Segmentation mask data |

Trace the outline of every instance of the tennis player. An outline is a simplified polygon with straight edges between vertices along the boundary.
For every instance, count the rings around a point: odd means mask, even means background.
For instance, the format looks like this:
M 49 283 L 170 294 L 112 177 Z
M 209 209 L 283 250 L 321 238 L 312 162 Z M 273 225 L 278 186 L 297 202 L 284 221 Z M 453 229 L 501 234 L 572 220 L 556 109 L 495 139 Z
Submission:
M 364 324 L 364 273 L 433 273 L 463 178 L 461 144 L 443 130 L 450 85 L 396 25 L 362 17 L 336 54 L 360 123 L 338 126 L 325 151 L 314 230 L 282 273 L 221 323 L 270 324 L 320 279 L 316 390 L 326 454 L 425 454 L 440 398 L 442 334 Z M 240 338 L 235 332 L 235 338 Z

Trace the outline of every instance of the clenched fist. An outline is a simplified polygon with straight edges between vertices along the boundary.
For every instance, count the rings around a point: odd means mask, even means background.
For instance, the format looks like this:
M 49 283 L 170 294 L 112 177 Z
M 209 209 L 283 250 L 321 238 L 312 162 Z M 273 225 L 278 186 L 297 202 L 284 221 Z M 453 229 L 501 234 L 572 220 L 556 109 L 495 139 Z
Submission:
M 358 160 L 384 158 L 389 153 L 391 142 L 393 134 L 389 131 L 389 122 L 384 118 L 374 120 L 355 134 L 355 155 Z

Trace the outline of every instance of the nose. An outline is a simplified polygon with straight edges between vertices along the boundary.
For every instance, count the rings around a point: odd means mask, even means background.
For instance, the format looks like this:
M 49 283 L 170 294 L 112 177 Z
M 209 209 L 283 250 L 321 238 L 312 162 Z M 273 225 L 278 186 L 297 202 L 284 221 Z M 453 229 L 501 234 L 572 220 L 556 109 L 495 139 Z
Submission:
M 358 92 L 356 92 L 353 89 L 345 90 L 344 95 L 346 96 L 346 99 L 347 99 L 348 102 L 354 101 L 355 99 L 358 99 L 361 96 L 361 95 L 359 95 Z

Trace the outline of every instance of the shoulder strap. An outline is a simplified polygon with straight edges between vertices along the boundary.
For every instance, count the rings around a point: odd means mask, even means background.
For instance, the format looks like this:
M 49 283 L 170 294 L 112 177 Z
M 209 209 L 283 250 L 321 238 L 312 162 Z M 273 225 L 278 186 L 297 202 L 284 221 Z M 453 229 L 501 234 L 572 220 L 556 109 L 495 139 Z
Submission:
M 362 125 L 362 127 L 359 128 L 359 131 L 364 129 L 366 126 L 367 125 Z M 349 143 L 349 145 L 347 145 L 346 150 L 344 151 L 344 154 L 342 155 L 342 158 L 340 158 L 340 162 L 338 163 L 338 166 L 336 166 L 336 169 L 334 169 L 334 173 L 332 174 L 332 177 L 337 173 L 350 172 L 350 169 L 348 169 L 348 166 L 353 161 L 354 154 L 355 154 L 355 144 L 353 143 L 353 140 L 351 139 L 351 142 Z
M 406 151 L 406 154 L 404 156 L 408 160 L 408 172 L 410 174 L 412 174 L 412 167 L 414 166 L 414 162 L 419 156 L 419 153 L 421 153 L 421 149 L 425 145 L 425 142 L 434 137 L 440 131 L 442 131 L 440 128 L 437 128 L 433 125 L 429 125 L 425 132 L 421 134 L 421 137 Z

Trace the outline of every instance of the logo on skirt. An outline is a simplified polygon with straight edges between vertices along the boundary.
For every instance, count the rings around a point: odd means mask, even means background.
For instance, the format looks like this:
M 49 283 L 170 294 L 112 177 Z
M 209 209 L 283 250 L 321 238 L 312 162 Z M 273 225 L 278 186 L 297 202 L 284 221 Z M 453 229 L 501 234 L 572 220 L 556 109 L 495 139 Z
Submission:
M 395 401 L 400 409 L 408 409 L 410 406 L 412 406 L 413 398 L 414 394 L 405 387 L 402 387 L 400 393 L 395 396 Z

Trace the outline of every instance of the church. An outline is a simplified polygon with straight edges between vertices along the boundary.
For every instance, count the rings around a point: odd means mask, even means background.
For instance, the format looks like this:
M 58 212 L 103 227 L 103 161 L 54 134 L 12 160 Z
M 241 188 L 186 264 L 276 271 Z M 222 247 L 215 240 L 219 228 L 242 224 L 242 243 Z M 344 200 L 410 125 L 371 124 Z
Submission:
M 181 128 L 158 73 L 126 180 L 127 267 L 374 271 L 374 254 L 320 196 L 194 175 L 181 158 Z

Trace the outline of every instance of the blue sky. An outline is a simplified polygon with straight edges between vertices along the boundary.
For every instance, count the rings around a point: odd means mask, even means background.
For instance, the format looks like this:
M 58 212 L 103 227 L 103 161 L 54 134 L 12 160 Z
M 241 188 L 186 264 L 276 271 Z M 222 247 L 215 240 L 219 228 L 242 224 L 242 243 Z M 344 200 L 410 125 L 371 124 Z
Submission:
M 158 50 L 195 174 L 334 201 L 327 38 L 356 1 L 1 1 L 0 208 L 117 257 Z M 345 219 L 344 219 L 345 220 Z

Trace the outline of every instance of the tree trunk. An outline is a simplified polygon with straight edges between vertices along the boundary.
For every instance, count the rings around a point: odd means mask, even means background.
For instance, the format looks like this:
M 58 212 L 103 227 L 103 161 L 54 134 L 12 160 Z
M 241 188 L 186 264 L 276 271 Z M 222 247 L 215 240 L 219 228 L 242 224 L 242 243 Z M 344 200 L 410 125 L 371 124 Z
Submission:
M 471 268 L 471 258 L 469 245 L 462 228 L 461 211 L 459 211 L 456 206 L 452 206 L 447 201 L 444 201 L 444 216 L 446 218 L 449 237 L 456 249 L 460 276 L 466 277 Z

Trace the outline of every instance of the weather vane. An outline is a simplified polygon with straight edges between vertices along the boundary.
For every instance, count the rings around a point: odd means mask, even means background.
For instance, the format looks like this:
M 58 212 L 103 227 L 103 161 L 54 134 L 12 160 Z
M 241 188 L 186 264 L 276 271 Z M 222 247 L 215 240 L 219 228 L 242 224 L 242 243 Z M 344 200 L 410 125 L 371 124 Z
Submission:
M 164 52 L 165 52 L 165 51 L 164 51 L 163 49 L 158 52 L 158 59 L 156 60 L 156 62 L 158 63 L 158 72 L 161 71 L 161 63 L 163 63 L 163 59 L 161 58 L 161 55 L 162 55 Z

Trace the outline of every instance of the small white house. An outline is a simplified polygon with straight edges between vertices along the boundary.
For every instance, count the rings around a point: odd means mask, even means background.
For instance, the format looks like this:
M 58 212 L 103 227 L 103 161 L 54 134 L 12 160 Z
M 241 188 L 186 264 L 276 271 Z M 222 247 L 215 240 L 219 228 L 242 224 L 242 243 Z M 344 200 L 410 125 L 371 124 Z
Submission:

To do | Transcribe the records above exactly.

The answer |
Trace the outline of every instance of the tennis player. An outline is a simplified polygon with straight edges between vertices along the boundary.
For every instance, count the rings around a point: odd means mask, even means background.
For instance, the format looks like this:
M 49 283 L 170 294 L 112 177 Z
M 209 209 L 283 250 L 321 238 L 312 162 Z M 273 225 L 278 186 L 297 202 L 284 221 Z M 453 229 L 501 234 L 572 220 L 556 109 L 495 139 Z
Submission:
M 364 324 L 364 273 L 433 273 L 463 178 L 461 144 L 443 130 L 450 85 L 396 25 L 362 17 L 336 54 L 360 123 L 338 126 L 325 151 L 314 230 L 282 273 L 221 323 L 270 324 L 320 279 L 316 390 L 326 454 L 425 454 L 440 398 L 442 334 Z M 240 338 L 235 332 L 235 338 Z

Trace the outline of every instance of the clenched fist. An outline is a simplified polygon with straight edges between vertices along the boundary.
For every instance, count the rings around a point: odd means mask, even means background.
For instance, the format looks like this:
M 49 283 L 170 294 L 112 177 Z
M 209 209 L 283 250 L 321 238 L 312 162 Z M 273 225 L 278 186 L 297 202 L 284 221 Z M 453 229 L 501 234 L 572 220 L 556 109 L 495 139 Z
Submission:
M 358 160 L 384 158 L 389 153 L 391 142 L 393 134 L 389 131 L 389 122 L 384 118 L 374 120 L 355 134 L 355 155 Z

Trace the outline of every instance of the nose. An outline is a simplified polygon with straight edges between vertices along the boundary.
For every instance, count the rings around a point: odd means mask, even means background.
For instance, the format looks like this:
M 49 283 L 170 294 L 112 177 Z
M 209 209 L 283 250 L 321 238 L 312 162 Z M 273 225 L 278 186 L 297 202 L 284 221 Z M 453 229 L 501 234 L 572 220 L 556 109 L 495 139 Z
Submission:
M 358 92 L 356 92 L 353 89 L 345 90 L 344 95 L 346 96 L 346 99 L 347 99 L 348 102 L 354 101 L 355 99 L 358 99 L 361 96 L 361 95 L 359 95 Z

Trace the outline of every instance of the shoulder strap. An outline is a simplified polygon with straight edges between vertices along the boundary.
For every instance, count the rings around a point: odd means mask, even means background.
For instance, the format looks like this:
M 49 283 L 170 294 L 112 177 Z
M 209 209 L 283 250 L 321 238 L 312 162 Z M 273 225 L 278 186 L 297 202 L 284 221 Z M 453 229 L 501 234 L 572 220 L 556 109 L 495 139 Z
Submission:
M 362 125 L 362 127 L 359 128 L 359 131 L 364 129 L 366 126 L 367 125 Z M 349 143 L 349 145 L 347 145 L 346 150 L 344 151 L 344 154 L 342 155 L 342 158 L 340 158 L 340 162 L 338 163 L 338 166 L 336 166 L 336 169 L 334 169 L 334 173 L 332 174 L 332 177 L 337 173 L 350 172 L 350 169 L 348 169 L 348 166 L 353 161 L 354 154 L 355 154 L 355 144 L 353 143 L 353 140 L 351 139 L 351 142 Z
M 406 151 L 406 154 L 404 156 L 408 160 L 408 172 L 410 174 L 412 174 L 412 167 L 414 166 L 414 162 L 419 156 L 419 153 L 421 153 L 421 149 L 425 145 L 425 142 L 434 137 L 440 131 L 442 131 L 440 128 L 437 128 L 433 125 L 429 125 L 425 132 L 421 134 L 421 137 Z

Trace the outline of every instance of the logo on skirt. An outline is a simplified polygon with straight edges between vertices along the boundary.
For every instance, count the rings around a point: odd means mask, even means background.
For instance, the format looks like this:
M 49 283 L 170 294 L 112 177 Z
M 209 209 L 283 250 L 321 238 L 312 162 Z M 273 225 L 278 186 L 297 202 L 284 221 Z M 453 229 L 501 234 L 572 220 L 556 109 L 495 139 Z
Submission:
M 395 401 L 400 409 L 408 409 L 410 406 L 412 406 L 413 398 L 414 394 L 405 387 L 402 387 L 400 393 L 395 396 Z

Trace the outline of every instance of the church. An outline is a simplified polygon with straight edges between vertices along the boundary.
For every instance, count the rings around a point: odd means mask, even means background.
For instance, the format looks like this:
M 58 212 L 103 227 L 103 161 L 54 134 L 12 160 Z
M 241 188 L 186 264 L 276 271 Z M 222 247 L 215 240 L 219 228 L 242 224 L 242 243 Z M 344 200 L 410 125 L 371 124 Z
Submission:
M 181 128 L 158 73 L 126 180 L 127 267 L 374 271 L 374 254 L 320 196 L 194 175 L 181 158 Z

Trace the outline of every instance of the blue sky. An outline is a simplified polygon with straight edges between vertices along the boundary.
For every instance, count the rings around a point: odd means mask, even means background.
For instance, the format looks like this:
M 58 212 L 103 227 L 103 161 L 54 134 L 12 160 Z
M 241 188 L 186 264 L 276 271 Z M 222 247 L 215 240 L 219 228 L 242 224 L 242 243 Z M 344 200 L 410 125 L 371 124 Z
Submission:
M 158 50 L 195 174 L 334 201 L 327 38 L 356 1 L 1 1 L 0 208 L 117 257 Z M 345 219 L 344 219 L 345 220 Z

Trace the outline of every instance of the tree trunk. An outline is a simplified polygon with straight edges between vertices along the boundary.
For every instance, count the rings around a point: odd means mask, even means background.
For instance, the format looks like this:
M 58 212 L 103 227 L 103 161 L 54 134 L 12 160 Z
M 241 188 L 186 264 L 276 271 Z M 222 247 L 215 240 L 219 228 L 242 224 L 242 243 Z M 344 200 L 410 125 L 371 124 Z
Submission:
M 471 268 L 471 258 L 469 245 L 462 228 L 461 211 L 459 211 L 456 206 L 452 206 L 447 201 L 444 201 L 444 216 L 446 218 L 449 237 L 456 249 L 460 276 L 466 277 Z

Trace the outline of every instance of the weather vane. An outline is a simplified polygon with straight edges between vertices along the boundary.
For every instance, count the rings around a point: odd means mask, even means background.
For instance, the format looks like this:
M 58 212 L 103 227 L 103 161 L 54 134 L 12 160 Z
M 241 188 L 186 264 L 276 271 Z M 222 247 L 215 240 L 219 228 L 242 224 L 242 243 Z M 344 200 L 410 125 L 371 124 Z
Submission:
M 164 52 L 165 52 L 165 51 L 164 51 L 163 49 L 158 52 L 158 59 L 156 60 L 156 62 L 158 63 L 158 72 L 161 71 L 161 63 L 163 63 L 163 59 L 161 58 L 161 55 L 162 55 Z

Trace the outline of every instance of the small white house. An outline is a simplified polygon with straight edges between vertices along the boundary.
For every instance, count the rings around a point: odd means mask, even means background.
For instance, the format looks like this:
M 58 212 L 103 227 L 103 161 L 54 134 L 12 160 Z
M 241 188 L 186 264 L 276 271 Z M 222 247 L 215 240 L 219 228 L 242 224 L 242 243 Z M 344 200 L 410 125 L 371 124 Z
Submission:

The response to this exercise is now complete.